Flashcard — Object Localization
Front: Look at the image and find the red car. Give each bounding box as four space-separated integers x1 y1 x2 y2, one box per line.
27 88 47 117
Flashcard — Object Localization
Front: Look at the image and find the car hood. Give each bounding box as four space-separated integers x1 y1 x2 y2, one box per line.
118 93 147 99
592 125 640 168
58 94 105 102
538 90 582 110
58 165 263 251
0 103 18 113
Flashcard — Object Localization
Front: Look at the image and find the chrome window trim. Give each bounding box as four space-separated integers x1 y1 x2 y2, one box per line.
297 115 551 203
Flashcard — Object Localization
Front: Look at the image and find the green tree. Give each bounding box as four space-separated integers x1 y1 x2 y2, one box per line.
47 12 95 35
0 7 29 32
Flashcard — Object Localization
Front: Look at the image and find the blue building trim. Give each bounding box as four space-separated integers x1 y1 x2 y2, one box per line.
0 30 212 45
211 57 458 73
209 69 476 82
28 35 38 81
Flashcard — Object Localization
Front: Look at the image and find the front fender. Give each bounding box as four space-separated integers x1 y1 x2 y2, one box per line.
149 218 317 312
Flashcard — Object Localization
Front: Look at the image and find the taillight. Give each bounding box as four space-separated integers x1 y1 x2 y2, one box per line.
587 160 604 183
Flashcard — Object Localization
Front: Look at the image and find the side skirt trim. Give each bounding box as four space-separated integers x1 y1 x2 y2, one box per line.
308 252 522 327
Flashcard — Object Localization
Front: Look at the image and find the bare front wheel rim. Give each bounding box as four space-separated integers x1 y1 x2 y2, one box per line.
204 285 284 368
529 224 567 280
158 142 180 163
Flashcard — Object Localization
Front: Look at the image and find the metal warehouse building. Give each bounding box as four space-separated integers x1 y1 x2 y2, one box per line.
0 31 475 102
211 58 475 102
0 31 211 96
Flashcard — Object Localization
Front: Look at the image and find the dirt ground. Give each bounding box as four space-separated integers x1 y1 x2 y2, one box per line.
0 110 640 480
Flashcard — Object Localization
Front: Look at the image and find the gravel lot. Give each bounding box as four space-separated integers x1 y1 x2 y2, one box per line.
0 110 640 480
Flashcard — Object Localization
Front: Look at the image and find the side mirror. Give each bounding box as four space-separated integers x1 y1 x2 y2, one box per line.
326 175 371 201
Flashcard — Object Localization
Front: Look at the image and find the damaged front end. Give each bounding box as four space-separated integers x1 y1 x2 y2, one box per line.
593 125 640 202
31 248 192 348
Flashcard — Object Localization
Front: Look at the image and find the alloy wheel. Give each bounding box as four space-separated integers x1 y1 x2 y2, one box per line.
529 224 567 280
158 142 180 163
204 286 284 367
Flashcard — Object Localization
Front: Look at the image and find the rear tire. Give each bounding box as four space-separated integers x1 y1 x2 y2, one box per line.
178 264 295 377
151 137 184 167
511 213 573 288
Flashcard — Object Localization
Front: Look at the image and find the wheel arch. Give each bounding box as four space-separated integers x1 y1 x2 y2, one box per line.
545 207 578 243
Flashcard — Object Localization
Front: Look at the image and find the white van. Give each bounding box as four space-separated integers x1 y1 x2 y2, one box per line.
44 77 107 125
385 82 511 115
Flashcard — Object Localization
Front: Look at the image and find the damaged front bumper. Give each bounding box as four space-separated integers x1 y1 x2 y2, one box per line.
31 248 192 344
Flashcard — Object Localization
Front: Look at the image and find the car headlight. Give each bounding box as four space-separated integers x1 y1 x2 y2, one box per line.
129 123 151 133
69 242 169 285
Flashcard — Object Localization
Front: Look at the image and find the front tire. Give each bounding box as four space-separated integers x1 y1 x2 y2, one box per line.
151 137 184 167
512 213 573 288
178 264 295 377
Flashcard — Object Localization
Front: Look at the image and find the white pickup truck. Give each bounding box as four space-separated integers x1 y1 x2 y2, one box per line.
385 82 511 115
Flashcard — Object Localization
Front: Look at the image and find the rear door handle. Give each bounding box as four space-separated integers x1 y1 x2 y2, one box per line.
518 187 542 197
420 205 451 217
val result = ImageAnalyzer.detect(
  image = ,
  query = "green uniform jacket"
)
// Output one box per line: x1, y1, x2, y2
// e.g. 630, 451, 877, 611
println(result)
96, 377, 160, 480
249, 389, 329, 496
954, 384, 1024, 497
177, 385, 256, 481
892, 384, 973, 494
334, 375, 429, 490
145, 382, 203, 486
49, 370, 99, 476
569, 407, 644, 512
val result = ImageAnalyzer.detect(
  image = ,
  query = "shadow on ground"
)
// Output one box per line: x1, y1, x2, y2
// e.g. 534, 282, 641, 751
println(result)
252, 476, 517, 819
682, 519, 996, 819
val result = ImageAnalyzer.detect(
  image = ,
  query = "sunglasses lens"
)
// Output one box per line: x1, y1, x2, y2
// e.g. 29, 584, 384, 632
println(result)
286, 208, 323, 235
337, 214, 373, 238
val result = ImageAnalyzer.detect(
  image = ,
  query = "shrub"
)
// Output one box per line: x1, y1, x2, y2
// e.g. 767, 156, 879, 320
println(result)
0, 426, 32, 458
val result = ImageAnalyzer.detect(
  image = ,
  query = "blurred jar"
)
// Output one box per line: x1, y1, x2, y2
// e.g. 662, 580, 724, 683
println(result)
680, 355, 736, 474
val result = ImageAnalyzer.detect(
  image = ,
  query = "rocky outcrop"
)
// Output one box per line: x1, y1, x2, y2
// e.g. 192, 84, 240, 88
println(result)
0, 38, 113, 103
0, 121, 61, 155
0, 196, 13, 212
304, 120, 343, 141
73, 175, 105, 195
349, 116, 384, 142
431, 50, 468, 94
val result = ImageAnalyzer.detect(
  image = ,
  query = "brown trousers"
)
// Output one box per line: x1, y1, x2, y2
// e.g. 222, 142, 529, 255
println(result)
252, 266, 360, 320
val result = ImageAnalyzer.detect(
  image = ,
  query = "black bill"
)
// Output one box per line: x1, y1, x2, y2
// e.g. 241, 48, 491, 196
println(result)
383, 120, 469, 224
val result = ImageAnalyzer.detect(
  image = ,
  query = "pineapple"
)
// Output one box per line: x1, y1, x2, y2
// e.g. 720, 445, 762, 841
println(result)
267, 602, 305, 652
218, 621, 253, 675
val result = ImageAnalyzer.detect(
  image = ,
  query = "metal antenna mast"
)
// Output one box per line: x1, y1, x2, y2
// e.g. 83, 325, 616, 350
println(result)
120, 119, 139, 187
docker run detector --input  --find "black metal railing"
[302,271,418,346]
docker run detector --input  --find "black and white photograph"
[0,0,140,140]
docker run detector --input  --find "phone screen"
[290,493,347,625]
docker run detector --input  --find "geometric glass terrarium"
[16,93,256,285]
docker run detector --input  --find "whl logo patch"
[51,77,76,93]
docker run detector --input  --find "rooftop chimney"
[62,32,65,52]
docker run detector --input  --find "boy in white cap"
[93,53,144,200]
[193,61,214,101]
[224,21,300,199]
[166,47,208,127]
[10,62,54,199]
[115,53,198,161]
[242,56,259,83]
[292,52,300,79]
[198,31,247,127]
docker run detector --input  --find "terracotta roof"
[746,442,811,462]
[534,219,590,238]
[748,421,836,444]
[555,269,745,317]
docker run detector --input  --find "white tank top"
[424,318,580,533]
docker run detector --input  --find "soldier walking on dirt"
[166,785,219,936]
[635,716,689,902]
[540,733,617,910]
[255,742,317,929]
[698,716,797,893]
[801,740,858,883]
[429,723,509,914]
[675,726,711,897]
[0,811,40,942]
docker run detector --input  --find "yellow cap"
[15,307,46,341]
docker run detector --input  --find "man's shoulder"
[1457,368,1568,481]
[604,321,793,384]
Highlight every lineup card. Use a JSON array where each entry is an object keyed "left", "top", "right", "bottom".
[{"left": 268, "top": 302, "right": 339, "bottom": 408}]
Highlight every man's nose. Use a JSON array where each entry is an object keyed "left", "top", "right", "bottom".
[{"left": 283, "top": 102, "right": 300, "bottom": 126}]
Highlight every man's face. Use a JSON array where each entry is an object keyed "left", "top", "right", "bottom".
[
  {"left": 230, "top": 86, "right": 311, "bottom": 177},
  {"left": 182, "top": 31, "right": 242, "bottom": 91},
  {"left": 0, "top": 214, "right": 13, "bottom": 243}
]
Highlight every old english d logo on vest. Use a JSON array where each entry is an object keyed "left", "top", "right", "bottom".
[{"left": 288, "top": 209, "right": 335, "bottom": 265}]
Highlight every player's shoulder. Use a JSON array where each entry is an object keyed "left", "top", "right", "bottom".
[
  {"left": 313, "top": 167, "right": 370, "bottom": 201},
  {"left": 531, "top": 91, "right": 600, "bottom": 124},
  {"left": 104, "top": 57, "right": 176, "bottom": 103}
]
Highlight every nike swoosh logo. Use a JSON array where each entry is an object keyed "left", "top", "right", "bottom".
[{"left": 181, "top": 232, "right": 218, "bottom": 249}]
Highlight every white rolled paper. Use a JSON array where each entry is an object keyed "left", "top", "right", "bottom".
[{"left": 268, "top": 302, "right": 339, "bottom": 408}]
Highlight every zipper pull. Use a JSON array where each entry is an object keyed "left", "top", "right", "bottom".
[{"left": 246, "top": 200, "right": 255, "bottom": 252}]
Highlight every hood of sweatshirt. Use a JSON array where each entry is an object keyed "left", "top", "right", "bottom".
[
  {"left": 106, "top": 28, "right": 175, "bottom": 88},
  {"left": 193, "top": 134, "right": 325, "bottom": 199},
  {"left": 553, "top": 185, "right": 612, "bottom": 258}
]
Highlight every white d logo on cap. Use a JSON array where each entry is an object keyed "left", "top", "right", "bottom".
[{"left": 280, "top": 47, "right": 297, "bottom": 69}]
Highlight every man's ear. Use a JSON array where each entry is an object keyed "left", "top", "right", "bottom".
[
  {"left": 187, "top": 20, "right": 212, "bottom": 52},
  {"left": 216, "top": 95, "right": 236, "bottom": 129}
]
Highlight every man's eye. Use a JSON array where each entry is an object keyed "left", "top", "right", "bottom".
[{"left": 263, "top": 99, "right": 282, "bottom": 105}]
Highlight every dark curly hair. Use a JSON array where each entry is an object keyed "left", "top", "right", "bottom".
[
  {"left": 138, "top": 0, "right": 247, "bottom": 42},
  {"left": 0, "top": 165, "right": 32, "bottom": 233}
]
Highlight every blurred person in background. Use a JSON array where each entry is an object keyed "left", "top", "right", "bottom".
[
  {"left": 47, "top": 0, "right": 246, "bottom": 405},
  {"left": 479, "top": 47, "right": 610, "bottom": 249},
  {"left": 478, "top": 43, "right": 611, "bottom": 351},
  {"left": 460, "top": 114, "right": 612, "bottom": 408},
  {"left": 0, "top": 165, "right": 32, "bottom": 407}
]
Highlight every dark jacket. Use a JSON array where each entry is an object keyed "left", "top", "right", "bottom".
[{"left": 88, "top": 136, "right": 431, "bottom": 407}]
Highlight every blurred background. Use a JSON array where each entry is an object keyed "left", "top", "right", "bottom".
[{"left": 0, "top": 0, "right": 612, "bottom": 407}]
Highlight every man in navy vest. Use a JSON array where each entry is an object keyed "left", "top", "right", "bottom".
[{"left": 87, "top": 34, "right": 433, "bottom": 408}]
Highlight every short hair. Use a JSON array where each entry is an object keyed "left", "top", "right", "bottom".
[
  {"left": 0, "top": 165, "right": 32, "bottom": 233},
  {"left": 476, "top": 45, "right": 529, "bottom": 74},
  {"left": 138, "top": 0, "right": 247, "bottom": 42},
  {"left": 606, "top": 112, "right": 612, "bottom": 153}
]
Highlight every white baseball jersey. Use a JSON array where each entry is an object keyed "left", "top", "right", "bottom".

*****

| Detalles de la tarea |
Edita las líneas que van desde la que contiene "Highlight every short" hasta el final del material: sustituye "white" por "gray" y deja todo lo demás sin cambios.

| Respuesta |
Highlight every short hair. Use a JSON array where each entry is an object keyed "left", "top", "right", "bottom".
[
  {"left": 0, "top": 165, "right": 32, "bottom": 233},
  {"left": 476, "top": 45, "right": 529, "bottom": 74},
  {"left": 138, "top": 0, "right": 247, "bottom": 42},
  {"left": 606, "top": 112, "right": 612, "bottom": 153}
]
Highlight every gray baseball jersey. Use a JSON array where each entry is an object keyed "left", "top", "right", "bottom".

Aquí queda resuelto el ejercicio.